(Collected data)
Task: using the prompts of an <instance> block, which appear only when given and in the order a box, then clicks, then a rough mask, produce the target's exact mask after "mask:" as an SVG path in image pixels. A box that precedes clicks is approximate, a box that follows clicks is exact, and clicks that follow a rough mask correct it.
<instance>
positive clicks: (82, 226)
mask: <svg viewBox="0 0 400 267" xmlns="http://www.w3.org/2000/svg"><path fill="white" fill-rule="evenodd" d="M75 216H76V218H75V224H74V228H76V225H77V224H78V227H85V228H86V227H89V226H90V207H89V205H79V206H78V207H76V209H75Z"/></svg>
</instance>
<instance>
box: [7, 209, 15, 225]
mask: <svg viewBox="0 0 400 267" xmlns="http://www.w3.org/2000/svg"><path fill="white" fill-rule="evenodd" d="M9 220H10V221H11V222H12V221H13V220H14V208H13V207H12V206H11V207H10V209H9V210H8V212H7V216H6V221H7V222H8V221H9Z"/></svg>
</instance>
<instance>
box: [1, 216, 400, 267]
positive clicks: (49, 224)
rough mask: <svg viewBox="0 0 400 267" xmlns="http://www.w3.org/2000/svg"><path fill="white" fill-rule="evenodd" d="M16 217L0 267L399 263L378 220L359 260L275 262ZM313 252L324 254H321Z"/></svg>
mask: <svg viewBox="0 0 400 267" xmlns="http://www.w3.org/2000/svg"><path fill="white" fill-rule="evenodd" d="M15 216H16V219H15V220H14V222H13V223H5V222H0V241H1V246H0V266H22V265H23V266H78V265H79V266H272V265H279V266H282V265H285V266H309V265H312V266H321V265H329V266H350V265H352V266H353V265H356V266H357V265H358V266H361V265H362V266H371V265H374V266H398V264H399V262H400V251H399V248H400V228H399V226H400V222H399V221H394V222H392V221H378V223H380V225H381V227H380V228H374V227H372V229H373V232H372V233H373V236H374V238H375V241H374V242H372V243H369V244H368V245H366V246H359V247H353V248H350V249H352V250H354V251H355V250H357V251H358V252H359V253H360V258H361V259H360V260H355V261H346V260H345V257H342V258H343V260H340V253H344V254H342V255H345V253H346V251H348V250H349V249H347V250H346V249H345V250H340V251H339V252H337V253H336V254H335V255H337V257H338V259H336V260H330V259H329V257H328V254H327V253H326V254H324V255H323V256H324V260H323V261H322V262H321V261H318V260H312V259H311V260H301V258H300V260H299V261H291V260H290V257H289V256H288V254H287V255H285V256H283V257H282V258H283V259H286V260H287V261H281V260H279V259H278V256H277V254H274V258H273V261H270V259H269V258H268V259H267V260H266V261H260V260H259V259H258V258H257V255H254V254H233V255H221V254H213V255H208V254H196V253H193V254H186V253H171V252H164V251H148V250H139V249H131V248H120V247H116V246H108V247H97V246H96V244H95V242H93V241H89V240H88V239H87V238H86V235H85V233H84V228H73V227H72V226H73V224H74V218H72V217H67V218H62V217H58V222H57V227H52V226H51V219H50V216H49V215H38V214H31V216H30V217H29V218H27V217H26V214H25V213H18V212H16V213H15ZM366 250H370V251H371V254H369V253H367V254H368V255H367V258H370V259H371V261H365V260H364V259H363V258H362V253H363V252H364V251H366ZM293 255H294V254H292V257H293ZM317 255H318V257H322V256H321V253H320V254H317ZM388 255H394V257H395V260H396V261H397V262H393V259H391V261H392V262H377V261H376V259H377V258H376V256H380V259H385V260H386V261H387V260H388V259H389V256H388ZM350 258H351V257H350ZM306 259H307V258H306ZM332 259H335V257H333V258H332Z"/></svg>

▶ What to produce
Please extract each line of the material that contains the word "clicks".

▶ Answer to this exercise
Task: using the prompts of an <instance> block, which appear only when given and in the order a box, then clicks, then a rough mask, produce the target's exact mask after "mask:" as an SVG path in image pixels. A box that precedes clicks is approximate, a box that follows clicks is exact, and clicks that follow a rough mask correct it.
positive clicks: (82, 226)
positive clicks: (49, 224)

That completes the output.